[Annotated photo localization data]
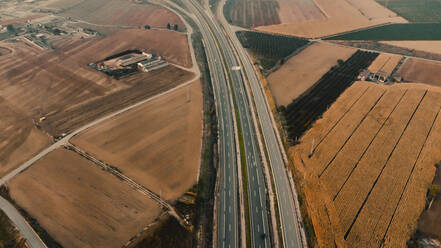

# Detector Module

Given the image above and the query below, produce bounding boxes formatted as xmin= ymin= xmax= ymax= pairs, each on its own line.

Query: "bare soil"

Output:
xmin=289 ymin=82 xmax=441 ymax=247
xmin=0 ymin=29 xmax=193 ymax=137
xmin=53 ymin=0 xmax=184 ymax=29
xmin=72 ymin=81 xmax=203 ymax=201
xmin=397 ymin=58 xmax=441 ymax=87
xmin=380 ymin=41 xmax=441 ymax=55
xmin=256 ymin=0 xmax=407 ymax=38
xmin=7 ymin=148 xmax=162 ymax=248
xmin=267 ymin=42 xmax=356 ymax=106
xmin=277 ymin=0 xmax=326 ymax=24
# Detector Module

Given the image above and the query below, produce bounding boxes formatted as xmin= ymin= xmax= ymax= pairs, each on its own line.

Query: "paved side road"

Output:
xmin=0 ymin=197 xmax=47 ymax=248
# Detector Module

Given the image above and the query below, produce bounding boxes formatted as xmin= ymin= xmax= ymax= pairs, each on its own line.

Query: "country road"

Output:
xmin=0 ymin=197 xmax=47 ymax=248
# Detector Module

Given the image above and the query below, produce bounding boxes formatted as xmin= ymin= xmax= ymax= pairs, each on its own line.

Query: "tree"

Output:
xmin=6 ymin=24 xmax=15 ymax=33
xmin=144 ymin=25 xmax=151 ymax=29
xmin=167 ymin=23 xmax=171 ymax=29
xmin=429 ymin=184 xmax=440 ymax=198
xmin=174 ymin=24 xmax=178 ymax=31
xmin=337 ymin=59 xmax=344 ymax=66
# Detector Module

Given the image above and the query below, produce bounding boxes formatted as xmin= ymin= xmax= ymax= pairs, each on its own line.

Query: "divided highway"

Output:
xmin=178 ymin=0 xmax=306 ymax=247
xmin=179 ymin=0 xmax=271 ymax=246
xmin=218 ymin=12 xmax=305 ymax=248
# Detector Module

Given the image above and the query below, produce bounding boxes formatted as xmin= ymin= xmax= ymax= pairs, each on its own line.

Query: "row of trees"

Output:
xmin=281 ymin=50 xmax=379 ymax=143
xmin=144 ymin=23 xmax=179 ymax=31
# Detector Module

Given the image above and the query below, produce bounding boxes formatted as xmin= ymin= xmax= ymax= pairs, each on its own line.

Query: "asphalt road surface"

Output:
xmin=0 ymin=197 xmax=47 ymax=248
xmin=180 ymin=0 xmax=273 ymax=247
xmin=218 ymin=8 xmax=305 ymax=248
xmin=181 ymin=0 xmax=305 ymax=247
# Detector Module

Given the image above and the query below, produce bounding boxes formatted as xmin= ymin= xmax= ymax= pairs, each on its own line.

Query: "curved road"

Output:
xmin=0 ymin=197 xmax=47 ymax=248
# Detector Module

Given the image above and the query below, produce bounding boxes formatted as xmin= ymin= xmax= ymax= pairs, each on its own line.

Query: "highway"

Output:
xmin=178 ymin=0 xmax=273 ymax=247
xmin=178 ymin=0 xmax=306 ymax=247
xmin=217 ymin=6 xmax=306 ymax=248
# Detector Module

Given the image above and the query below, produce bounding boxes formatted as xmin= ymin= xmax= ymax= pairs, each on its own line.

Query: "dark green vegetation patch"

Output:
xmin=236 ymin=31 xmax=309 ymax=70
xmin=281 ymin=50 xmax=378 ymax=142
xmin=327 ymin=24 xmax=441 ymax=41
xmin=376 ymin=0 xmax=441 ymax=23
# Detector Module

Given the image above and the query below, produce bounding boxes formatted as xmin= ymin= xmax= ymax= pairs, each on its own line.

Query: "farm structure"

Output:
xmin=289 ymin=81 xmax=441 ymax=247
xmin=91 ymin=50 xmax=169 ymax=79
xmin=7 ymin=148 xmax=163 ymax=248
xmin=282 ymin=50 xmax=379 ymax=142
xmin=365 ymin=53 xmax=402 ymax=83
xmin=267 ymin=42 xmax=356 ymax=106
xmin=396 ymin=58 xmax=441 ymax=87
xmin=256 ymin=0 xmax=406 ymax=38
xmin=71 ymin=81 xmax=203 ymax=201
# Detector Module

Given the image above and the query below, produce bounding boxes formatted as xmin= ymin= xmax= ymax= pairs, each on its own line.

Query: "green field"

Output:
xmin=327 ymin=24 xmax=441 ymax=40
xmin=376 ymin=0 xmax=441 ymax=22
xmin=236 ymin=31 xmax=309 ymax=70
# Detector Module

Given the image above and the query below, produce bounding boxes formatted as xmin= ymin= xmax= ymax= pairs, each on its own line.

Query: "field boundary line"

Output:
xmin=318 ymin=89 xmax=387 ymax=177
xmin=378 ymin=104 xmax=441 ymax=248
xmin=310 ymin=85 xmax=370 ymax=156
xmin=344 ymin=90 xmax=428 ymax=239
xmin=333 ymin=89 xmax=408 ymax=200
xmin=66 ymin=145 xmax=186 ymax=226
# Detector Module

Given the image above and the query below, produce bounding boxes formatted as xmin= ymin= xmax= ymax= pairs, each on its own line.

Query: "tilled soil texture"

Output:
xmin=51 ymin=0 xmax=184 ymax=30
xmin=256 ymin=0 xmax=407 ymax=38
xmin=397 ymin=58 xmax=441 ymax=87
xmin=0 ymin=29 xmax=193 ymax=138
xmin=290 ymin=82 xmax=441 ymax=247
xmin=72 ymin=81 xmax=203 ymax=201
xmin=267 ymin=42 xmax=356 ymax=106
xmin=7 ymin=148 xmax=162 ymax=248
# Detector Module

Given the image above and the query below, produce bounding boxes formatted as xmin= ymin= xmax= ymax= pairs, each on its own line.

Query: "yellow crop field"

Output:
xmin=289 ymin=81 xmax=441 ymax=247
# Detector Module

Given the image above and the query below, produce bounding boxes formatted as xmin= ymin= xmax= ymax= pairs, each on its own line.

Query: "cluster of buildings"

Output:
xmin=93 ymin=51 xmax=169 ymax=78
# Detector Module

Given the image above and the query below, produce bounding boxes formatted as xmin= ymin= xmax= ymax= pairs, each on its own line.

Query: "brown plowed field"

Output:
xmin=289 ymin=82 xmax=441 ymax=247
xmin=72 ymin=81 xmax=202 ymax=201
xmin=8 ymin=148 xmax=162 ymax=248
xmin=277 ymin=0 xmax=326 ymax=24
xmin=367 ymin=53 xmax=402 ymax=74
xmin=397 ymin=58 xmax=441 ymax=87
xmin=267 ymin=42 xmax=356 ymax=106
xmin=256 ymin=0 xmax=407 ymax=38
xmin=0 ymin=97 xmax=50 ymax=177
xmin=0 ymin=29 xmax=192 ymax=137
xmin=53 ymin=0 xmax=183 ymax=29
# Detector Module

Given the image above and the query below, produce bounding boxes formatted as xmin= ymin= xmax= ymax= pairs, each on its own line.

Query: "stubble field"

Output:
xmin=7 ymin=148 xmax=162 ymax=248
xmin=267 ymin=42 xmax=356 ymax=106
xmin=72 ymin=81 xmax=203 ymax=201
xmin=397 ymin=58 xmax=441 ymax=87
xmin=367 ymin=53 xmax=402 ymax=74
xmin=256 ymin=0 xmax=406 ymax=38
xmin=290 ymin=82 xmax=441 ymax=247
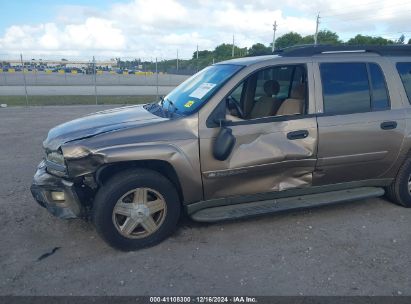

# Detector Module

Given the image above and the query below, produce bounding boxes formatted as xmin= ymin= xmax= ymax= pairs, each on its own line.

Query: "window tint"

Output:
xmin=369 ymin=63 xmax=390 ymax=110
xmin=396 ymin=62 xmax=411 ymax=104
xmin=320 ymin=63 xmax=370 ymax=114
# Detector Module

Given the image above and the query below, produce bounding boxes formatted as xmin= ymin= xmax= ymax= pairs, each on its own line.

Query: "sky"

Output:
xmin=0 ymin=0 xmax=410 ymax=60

__Work order__
The answer must consist of every line from the records above that holds "field".

__Response area__
Query: "green field"
Query: "field boundary line"
Query: "yellow crop field"
Query: "brown plowed field"
Query: "stubble field"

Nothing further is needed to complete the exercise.